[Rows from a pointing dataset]
= = = =

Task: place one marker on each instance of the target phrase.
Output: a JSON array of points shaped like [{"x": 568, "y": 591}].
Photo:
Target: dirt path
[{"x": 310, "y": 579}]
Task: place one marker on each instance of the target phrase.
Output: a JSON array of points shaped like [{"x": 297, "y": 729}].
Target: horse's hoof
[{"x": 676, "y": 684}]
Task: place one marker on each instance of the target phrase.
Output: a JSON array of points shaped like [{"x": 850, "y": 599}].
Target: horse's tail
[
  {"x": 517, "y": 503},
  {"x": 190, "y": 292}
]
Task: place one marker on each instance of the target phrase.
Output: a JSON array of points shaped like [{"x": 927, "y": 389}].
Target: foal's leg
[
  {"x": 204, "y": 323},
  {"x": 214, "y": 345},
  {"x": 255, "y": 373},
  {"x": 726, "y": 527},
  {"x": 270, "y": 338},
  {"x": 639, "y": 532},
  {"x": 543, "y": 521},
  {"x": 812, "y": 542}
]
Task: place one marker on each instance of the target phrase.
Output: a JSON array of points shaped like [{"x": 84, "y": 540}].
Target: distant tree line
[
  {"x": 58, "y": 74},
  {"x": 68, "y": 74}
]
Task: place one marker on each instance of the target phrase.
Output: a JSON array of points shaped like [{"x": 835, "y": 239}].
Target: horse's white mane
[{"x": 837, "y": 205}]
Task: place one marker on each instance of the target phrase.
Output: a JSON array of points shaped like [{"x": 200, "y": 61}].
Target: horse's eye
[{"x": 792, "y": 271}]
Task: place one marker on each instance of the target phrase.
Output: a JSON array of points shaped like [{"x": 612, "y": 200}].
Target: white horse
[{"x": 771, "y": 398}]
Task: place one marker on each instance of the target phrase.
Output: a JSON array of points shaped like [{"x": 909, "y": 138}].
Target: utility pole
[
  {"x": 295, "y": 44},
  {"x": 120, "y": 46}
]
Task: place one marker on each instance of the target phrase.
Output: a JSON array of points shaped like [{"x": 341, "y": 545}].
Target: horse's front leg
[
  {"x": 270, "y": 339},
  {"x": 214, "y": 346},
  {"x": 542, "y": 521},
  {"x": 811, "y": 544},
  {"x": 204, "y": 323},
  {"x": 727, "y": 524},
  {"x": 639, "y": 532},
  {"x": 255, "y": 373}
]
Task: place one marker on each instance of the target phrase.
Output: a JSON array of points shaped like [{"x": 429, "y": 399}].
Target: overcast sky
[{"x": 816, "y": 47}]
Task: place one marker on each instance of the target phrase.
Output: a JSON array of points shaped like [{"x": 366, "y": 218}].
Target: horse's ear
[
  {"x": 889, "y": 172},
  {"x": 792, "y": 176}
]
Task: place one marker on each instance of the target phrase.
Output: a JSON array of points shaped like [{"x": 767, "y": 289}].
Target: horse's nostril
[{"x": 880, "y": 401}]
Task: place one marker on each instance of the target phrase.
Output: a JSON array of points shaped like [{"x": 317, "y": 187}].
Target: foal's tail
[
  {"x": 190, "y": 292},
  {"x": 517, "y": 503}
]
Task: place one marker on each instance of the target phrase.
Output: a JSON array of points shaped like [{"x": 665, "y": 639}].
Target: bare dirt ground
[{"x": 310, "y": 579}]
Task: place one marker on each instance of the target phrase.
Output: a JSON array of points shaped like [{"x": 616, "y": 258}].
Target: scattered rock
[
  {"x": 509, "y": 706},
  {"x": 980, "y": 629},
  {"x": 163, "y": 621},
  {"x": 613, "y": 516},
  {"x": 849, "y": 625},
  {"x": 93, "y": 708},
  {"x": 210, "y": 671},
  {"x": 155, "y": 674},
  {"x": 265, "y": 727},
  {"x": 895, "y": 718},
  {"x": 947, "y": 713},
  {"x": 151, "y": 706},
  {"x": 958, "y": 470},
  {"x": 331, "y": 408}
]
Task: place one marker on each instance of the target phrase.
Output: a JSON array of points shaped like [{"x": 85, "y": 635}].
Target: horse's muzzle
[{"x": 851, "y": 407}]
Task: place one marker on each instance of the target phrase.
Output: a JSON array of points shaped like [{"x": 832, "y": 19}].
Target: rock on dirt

= = = =

Show every line of the data above that contains the word "dirt", copying each line in full.

Target: dirt path
Target: bare dirt ground
Target: rock on dirt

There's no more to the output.